▶ **Objective**: Rewrite the lines below as a numbered list, leaving out blank lines and any pictures.

┌─ The records

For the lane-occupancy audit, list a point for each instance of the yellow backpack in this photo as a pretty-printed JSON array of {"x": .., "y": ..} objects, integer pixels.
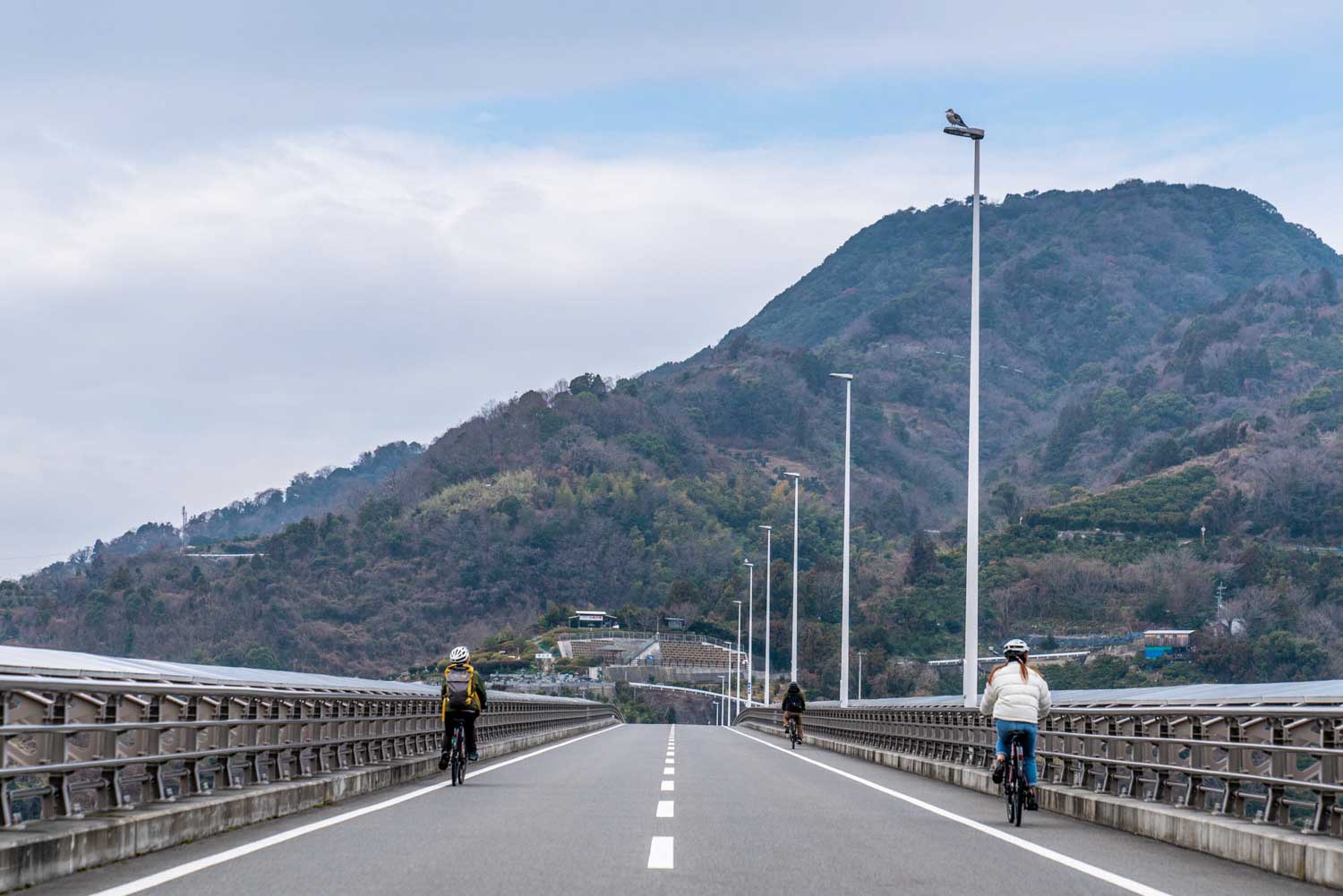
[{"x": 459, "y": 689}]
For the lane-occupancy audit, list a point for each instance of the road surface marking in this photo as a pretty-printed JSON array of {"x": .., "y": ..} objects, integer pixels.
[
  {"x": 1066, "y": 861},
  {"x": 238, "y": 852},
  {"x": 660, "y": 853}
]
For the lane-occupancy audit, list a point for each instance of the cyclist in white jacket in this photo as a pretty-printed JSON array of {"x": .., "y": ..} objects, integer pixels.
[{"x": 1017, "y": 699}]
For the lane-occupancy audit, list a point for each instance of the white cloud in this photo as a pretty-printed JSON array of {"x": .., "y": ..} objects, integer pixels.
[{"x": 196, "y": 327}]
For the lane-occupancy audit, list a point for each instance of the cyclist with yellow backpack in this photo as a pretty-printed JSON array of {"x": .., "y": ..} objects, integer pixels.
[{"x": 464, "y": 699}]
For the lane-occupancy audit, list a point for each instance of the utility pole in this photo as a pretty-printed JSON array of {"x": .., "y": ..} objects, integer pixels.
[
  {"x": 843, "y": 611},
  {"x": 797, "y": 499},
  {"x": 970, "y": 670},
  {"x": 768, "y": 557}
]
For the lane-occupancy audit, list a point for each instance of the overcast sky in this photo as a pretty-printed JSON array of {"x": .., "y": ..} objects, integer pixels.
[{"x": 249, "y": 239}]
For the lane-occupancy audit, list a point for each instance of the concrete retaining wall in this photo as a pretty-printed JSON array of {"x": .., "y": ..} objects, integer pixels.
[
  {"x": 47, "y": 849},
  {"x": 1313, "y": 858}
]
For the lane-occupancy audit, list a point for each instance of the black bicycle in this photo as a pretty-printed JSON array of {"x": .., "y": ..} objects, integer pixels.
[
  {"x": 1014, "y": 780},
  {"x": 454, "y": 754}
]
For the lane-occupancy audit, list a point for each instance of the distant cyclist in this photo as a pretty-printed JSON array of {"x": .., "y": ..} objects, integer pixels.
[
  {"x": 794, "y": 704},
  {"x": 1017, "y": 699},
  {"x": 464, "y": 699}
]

└─

▶ **Output below**:
1. For the lane-occupancy audit, list a point for each instance of the yellow backpack in this photo as a pretty-printed JSON array of {"x": .., "y": ..} objects, integer pixels.
2. [{"x": 459, "y": 689}]
3. For the lane-occupancy audit, list a point for each instance of the road surface marking in this photo as a pretty-printed JSON array of {"x": .., "y": ..} objects, integer pixels.
4. [
5.   {"x": 1066, "y": 861},
6.   {"x": 238, "y": 852},
7.   {"x": 660, "y": 853}
8. ]
9. For the lane-occupancy audit, list a point for each instance of the cyclist in white jacket in this photo as a pretty-printed JSON array of {"x": .., "y": ..} objects, integer pixels.
10. [{"x": 1017, "y": 699}]
11. For the lane-occupancy audit, list a point for each instance of the white cloud in this photo as a pretty-printed JSON array of {"x": .., "y": ..} objects, integer pixels.
12. [{"x": 196, "y": 327}]
13. For the lane-occupancy audit, list a point for each instance of the cyclist with yellow backpack in this photo as a pretty-printed JSON array of {"x": .., "y": ..} objects, integer pixels.
14. [{"x": 464, "y": 699}]
15. For the lane-occupancy audit, list a point for each instance of the utility pole in this photo as a pretty-printed JSON array of {"x": .., "y": ..} objects, integer pixels.
16. [
17.   {"x": 843, "y": 611},
18.   {"x": 797, "y": 499},
19.   {"x": 970, "y": 670},
20.   {"x": 768, "y": 557}
21. ]
22. For the lane-occupancy audit, list a point for each instance of the overcast sky in this photo as a pretty-printed JSON array of {"x": .., "y": ..} objects, integer pixels.
23. [{"x": 249, "y": 239}]
24. For the lane-occupancy audit, list a point for each instance of the concrete retaining wall in this photo as a pretty-printed JSON array of {"x": .., "y": ..} objects, integer pixels.
25. [
26.   {"x": 47, "y": 849},
27.   {"x": 1313, "y": 858}
28. ]
29. For the lane-occupancy audit, list a point for each instance of the black bicycle in this photo as a pretty-printed JSON array of {"x": .., "y": ..} objects, integer pixels.
30. [
31.   {"x": 1014, "y": 780},
32.   {"x": 454, "y": 754}
33. ]
34. For the lane-occupancy audit, list a point for each instance of the distant cyclist in this photo as a pretty-printed JSON array of {"x": .., "y": ..} objects, integer pixels.
35. [
36.   {"x": 794, "y": 704},
37.   {"x": 1017, "y": 699},
38.   {"x": 464, "y": 699}
39. ]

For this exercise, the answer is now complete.